What you will do: Down to the last line, repeat the data below exactly.

(Items from a data source)
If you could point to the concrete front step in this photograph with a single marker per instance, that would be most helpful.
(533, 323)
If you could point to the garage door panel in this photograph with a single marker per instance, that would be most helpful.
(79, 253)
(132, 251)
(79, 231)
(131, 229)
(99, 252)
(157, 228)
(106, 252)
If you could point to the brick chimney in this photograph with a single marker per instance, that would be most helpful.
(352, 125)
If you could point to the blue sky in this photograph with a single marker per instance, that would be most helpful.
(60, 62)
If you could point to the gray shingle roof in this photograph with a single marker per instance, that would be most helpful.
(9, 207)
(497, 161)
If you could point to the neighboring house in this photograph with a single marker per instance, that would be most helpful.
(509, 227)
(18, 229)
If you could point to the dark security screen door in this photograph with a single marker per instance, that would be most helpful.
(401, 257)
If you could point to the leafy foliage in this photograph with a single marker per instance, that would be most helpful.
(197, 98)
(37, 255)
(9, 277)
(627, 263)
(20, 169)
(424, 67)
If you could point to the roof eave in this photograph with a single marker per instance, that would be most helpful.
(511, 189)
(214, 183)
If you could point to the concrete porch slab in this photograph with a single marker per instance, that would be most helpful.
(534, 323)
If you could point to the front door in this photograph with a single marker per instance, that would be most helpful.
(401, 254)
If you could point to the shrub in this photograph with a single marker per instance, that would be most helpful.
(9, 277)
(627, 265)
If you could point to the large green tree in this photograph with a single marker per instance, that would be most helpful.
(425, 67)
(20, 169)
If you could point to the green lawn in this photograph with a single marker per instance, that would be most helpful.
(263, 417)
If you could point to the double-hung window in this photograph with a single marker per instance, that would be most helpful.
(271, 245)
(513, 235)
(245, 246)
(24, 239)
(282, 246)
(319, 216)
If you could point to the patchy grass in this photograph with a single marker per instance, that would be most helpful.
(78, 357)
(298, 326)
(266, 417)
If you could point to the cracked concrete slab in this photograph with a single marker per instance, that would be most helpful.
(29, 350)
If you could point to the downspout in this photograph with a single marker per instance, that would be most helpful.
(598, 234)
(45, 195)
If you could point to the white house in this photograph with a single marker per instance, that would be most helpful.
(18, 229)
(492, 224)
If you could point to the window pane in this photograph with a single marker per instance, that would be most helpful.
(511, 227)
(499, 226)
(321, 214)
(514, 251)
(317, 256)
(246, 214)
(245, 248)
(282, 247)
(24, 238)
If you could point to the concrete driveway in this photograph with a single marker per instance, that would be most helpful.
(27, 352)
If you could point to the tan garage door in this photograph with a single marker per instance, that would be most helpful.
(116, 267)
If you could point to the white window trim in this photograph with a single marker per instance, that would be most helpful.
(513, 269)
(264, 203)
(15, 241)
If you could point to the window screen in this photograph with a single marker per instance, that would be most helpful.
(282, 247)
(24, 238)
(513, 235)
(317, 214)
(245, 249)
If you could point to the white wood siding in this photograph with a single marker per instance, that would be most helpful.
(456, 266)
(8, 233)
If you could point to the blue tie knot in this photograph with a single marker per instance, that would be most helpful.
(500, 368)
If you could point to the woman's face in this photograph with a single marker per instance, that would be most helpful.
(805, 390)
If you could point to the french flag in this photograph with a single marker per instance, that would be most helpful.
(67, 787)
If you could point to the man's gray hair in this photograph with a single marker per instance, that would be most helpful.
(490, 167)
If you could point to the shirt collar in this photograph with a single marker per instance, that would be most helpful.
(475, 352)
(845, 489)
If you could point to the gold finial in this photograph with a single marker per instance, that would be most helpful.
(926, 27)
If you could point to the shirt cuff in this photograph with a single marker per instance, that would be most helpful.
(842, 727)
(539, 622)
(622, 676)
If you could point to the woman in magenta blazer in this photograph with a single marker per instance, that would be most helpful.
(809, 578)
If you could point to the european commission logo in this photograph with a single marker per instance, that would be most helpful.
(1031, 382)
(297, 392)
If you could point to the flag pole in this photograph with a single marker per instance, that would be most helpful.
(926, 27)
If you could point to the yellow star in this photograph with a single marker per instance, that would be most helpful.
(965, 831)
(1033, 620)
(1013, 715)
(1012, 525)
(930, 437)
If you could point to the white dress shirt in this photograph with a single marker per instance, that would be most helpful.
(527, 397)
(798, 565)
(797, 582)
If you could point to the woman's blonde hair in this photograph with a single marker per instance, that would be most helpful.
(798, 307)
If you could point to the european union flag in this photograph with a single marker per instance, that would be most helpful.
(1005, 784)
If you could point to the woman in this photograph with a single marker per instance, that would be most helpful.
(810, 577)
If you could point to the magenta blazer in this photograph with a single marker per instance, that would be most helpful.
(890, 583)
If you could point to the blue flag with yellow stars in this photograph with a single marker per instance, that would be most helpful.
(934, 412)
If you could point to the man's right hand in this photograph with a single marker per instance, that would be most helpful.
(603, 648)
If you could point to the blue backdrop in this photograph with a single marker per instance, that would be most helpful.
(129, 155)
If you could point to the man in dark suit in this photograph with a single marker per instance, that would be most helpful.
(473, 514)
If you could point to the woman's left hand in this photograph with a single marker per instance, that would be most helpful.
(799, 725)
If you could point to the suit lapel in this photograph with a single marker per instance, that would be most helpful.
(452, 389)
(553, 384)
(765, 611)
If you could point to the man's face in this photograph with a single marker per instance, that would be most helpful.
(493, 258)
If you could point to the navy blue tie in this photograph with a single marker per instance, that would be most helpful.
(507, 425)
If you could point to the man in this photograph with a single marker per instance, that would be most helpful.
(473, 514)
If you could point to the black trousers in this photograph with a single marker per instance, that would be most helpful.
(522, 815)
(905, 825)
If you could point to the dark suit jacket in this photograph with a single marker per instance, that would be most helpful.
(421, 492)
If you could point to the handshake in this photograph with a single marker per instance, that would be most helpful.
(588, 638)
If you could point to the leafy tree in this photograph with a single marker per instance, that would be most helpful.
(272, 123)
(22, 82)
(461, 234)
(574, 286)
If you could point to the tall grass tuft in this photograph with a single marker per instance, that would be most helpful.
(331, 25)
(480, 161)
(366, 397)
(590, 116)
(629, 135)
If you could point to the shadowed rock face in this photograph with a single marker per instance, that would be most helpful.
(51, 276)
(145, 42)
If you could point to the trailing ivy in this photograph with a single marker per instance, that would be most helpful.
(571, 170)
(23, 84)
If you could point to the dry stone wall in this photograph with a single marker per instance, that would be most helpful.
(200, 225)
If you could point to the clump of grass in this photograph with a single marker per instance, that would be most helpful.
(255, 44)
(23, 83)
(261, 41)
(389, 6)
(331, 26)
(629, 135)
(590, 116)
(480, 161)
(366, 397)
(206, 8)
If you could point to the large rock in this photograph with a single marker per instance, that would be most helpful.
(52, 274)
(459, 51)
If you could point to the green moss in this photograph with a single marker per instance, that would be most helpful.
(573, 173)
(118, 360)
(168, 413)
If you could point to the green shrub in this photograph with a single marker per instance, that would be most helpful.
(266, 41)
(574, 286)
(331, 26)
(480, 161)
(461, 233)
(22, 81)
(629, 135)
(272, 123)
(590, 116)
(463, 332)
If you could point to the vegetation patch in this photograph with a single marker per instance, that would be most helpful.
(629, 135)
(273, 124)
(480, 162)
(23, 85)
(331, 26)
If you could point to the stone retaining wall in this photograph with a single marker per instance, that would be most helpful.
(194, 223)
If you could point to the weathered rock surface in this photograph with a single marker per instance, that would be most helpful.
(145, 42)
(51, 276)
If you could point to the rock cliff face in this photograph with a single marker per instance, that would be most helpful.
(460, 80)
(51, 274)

Answer for this exercise:
If you could point to the concrete front step in this photograph with a single marker per instance, that would be most helpful.
(533, 323)
If you could point to the garage door panel in this photograph with a single marker per instance, that would be most helpful.
(79, 253)
(132, 251)
(79, 231)
(131, 229)
(99, 252)
(157, 228)
(106, 252)
If you could point to the brick chimney in this photograph with a single marker per instance, that would be most helpful.
(352, 125)
If you could point to the blue sky in this photograph with a single marker per instance, that would be most helpful.
(60, 62)
If you could point to the gray shingle roof in this photograph with a single marker per instance, that would be most helpful.
(9, 207)
(497, 161)
If you could point to the neighboring house in this photograph with a single marker per instance, that would be most helpful.
(509, 227)
(18, 229)
If you could point to the dark security screen door in this photograph with a single marker per instance, that would be most helpful.
(401, 257)
If you could point to the leafy foliage in this photograph with a single marker per instance, that would be most helpful.
(197, 98)
(37, 255)
(9, 277)
(627, 263)
(20, 169)
(424, 67)
If you could point to the roof eave in this photograph with a single marker per instance, that would be most helpful.
(511, 189)
(214, 183)
If you could point to the concrete porch slab in this photograph with a single marker per instance, that would be most helpful.
(534, 323)
If you could point to the front door in this photograph with a single marker per instance, that would be most helpful.
(401, 254)
If you could point to the shrub in this photograph with a single marker per instance, that would be most helpful.
(9, 277)
(627, 265)
If you could point to the large green tree in this photograph with a single marker per instance, that would be most helpful.
(425, 67)
(20, 169)
If you could point to the green lawn in this photograph with a single marker per instance, that would be most helpful.
(263, 417)
If you could point to the double-hung window in this photograph with a single marker per instance, that would be most helpful.
(271, 245)
(513, 235)
(245, 246)
(24, 239)
(282, 246)
(319, 216)
If you could point to the patchy grass in this photograph with a single marker per instance, that would be most helpful.
(78, 357)
(298, 326)
(266, 417)
If you could point to the cracked concrete slab in this photograph with a single marker per instance, that would be most helpful.
(29, 350)
If you could point to the downspout in this photograph with a single marker per instance, that would be most helpful.
(598, 234)
(45, 195)
If you could point to the white house in this photograph with a single marker per instance, that would be most helpful.
(18, 229)
(492, 224)
If you could point to the window pane in this photograph with a single marker per instance, that would be most helpful.
(511, 227)
(499, 226)
(321, 214)
(514, 251)
(317, 256)
(246, 214)
(245, 248)
(282, 247)
(24, 238)
If you could point to the concrete driveway in this photograph with a single marker per instance, that would be most helpful.
(27, 352)
If you could point to the tan garage door in this photograph with a single marker per instance, that would be most helpful.
(116, 267)
If you could point to the white window trim in this photograph with a single marker per instance, that would be most helpful.
(513, 269)
(264, 203)
(15, 241)
If you could point to the window screen in this photograph with a single marker per instance, that would be most helpful.
(282, 247)
(24, 238)
(513, 235)
(317, 214)
(245, 249)
If you could point to the white wood siding in this photograph with a single marker per instance, that would be most helpful.
(456, 266)
(8, 233)
If you could point to the blue tie knot in this photograph with a single marker per instance, that would be most helpful.
(500, 368)
If you could point to the woman's face in this photograph with a single marker per instance, that would be most helpful.
(805, 390)
If you could point to the french flag in this photograph with a single marker per instance, that would be most helpful.
(67, 787)
If you could point to the man's gray hair in this photograph with a single marker per instance, that would be most helpful.
(490, 167)
If you could point to the shirt collar in this photograph with a single marker per instance, that would be most helpful.
(475, 352)
(845, 489)
If you could point to the gold finial in this photograph with a single marker per instance, that would be most helpful.
(926, 27)
If you could point to the shirt cuff in this photograph with a single marker per instance, that would be most helpful.
(842, 727)
(539, 622)
(622, 676)
If you could point to the woman in magenta blazer in this photograph with a single marker per instance, that would be most helpful.
(809, 578)
If you could point to the european commission logo in this photograph with a single marker per instance, that would be most helpful.
(1031, 382)
(297, 392)
If you could point to the flag pole in this photograph with a single marker per instance, that would be most helpful.
(926, 27)
If you could point to the yellow star in this photograph with a single marker per instance, that would be most helpful.
(965, 831)
(1033, 620)
(1013, 715)
(1012, 525)
(930, 437)
If you could point to the white dress shirt in this photograph with a single marker per instance, that would be most helpful.
(527, 397)
(798, 565)
(797, 582)
If you could point to the woman's blonde hair in this photograph with a single marker per instance, that would be most helpful.
(798, 307)
If you could point to the european union flag in this photograph with a single marker per instance, that would be most helpful.
(1005, 784)
If you could point to the woman in this photograph with a single marker per instance, that would be most helpful.
(810, 577)
If you could point to the magenta blazer in this photograph with a single marker per instance, that would be most helpful.
(890, 583)
If you could point to the blue flag with yellow stars in this photograph with a single marker per instance, that would be most helpful.
(934, 412)
If you could point to the man's right hand in this photograph with a single marker per instance, that would be most helpful.
(603, 648)
If you could point to the blue backdrop in this photograph with a single marker per instance, that would be most helpful.
(129, 155)
If you could point to the man in dark suit in this photograph with a single marker per instance, that would be most helpful.
(473, 514)
If you could point to the woman's left hand in this photograph with a single marker per instance, that would be most helpful.
(799, 725)
If you could point to the suit lapel in this photograph with a single marker per instance, that would be most helpful.
(452, 389)
(553, 384)
(765, 611)
If you could point to the man's face in this photograph with a single marker per instance, that would be most helpful.
(493, 258)
If you could point to the navy blue tie in this photograph with a single marker per instance, that would be most helpful.
(507, 425)
If you could point to the man in this photograph with a single marker per instance, that would be most helpful.
(473, 514)
If you could point to the black trousers in this photograph with a single marker per instance, that would be most helpful.
(522, 815)
(905, 825)
If you could point to the dark suit jacket in this photograph with a single marker per instance, that would be most helpful.
(421, 492)
If you could point to the handshake in this photograph with a single marker per instance, that would be most helpful.
(588, 638)
If you could point to the leafy tree in this photograph with a single marker per instance, that would be most helpful.
(272, 123)
(22, 82)
(461, 234)
(574, 286)
If you could point to the tall grass tuft in this photograph with a single marker per instance, that would be most helpful.
(331, 25)
(480, 161)
(366, 397)
(590, 116)
(629, 135)
If you could point to the shadowed rock face in this photograph with a single marker per instance, that would be most helpful.
(51, 276)
(145, 42)
If you could point to the trailing ivy in this photograph with a single marker per instance, that would be most helpful.
(571, 170)
(23, 84)
If you could point to the dry stone wall in this photograph with a single marker per instance, that would be most helpful.
(200, 225)
If you could point to the clump of grass in this photograph with a single marker per instance, that would be most helpful.
(255, 44)
(23, 83)
(261, 41)
(389, 6)
(331, 26)
(629, 135)
(590, 116)
(480, 161)
(366, 397)
(206, 8)
If you could point to the large rock in this photograph with a single marker per instance, that would be most helpful.
(52, 274)
(459, 51)
If you could point to the green moss in this photograph with a single marker per instance, that would be most helpful.
(573, 173)
(118, 360)
(168, 413)
If you could point to the green shrub in this photograph with a single marker per instance, that would be most helpful.
(266, 41)
(574, 286)
(331, 26)
(480, 161)
(461, 233)
(22, 81)
(629, 135)
(272, 123)
(590, 116)
(463, 332)
If you could point to the vegetation patch in this photograph with a single marker per instance, that would be most helpful.
(629, 135)
(273, 124)
(480, 162)
(23, 85)
(331, 26)
If you could point to the stone retaining wall in this photograph with a single marker per instance, that would be most helpful.
(194, 223)
If you could point to the weathered rock surface in this photograph with a single marker per instance, that would be most helpful.
(145, 42)
(51, 276)
If you could point to the rock cliff face in this photograph with a single marker per instance, that would be most helpful.
(460, 80)
(51, 274)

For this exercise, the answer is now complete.